→ **ACTIVITY**:
Filter the records, keeping every line that has the string "mountain".

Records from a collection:
····················

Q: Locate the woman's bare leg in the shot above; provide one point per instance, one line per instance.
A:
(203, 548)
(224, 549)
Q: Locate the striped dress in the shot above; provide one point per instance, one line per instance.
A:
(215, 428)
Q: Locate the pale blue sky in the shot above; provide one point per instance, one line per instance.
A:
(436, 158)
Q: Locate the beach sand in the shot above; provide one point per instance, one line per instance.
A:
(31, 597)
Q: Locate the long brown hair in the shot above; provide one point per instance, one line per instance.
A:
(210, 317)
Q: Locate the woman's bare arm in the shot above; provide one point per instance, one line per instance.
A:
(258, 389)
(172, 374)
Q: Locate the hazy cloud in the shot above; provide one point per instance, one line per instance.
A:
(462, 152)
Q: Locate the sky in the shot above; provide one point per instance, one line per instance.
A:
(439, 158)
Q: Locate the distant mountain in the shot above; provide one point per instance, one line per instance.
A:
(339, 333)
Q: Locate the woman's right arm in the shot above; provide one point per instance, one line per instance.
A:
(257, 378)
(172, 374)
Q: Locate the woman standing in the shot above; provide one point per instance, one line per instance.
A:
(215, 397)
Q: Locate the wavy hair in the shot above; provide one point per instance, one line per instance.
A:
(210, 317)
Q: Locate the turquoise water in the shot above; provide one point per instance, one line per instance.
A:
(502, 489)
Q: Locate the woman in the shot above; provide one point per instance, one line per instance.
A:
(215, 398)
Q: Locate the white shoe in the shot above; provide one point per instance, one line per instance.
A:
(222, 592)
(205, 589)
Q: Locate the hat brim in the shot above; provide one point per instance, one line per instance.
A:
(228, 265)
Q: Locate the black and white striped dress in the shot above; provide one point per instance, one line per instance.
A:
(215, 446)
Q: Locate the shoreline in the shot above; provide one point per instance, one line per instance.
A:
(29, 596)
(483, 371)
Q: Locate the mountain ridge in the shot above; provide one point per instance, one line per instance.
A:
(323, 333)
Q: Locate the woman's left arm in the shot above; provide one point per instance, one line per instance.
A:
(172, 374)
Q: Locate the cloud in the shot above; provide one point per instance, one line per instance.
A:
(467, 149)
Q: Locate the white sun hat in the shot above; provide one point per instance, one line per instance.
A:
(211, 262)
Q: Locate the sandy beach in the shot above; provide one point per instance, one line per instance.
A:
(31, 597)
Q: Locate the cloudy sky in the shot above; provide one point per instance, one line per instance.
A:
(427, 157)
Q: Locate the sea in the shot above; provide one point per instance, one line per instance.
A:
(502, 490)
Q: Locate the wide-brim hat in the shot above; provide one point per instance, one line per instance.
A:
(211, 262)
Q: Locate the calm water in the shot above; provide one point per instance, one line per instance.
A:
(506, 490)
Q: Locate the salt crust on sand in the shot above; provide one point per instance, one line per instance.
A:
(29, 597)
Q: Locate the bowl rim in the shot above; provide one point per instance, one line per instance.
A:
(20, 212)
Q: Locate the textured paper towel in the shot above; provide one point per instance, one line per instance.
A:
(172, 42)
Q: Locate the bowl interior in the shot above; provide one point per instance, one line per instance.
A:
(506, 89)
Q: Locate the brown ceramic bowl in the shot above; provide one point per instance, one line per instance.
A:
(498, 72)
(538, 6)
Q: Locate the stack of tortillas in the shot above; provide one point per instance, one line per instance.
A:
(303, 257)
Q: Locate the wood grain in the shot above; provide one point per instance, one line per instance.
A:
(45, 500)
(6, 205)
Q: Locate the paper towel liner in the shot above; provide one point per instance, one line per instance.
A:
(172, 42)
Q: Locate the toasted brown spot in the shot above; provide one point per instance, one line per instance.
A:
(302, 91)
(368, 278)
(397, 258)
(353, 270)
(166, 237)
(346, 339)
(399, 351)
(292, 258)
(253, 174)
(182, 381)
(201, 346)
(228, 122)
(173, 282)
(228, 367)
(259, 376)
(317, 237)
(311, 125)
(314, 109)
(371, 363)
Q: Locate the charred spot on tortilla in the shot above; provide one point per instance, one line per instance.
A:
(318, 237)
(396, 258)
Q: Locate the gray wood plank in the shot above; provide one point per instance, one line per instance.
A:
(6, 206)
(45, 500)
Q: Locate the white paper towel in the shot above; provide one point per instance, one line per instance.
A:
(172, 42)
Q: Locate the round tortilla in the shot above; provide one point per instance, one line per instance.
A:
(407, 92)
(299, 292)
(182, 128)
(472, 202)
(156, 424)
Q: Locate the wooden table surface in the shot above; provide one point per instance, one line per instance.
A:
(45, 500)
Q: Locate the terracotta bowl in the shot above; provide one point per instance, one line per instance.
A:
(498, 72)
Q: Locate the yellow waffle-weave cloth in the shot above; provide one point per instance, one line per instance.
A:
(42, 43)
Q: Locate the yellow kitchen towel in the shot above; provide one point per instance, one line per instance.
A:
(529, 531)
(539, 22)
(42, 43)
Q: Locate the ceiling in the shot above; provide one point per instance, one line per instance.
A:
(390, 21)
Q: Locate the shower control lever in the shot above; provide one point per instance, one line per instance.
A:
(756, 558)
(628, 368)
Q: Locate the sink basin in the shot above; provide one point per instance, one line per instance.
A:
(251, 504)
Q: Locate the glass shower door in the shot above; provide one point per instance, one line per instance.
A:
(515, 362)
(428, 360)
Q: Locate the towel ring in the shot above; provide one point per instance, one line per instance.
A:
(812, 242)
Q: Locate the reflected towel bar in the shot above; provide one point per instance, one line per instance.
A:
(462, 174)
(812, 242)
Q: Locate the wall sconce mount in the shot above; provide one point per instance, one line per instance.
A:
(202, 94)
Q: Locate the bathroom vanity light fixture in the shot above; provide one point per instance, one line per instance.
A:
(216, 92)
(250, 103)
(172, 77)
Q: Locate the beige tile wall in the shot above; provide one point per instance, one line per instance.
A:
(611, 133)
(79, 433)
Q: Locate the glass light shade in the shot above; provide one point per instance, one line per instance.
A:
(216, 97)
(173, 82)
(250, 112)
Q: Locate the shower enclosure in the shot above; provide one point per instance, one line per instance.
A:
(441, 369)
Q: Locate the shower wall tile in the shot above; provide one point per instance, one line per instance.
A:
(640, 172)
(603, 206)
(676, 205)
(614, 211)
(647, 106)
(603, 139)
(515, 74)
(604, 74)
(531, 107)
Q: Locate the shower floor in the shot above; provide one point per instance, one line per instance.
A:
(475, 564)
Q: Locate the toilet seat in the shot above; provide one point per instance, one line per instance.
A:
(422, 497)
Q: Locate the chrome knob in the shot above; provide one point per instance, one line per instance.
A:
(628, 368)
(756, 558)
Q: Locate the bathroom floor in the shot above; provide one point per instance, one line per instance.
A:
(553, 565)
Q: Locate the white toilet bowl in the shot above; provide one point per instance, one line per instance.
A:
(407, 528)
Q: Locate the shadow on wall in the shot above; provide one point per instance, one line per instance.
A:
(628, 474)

····················

→ **COMPLETED TASK**:
Q: Locate the distant mountain in the shot above; provide one point per instance, one line per instance.
Q: Locate the mountain ridge in the shot above; provide one point per instance, one line per instance.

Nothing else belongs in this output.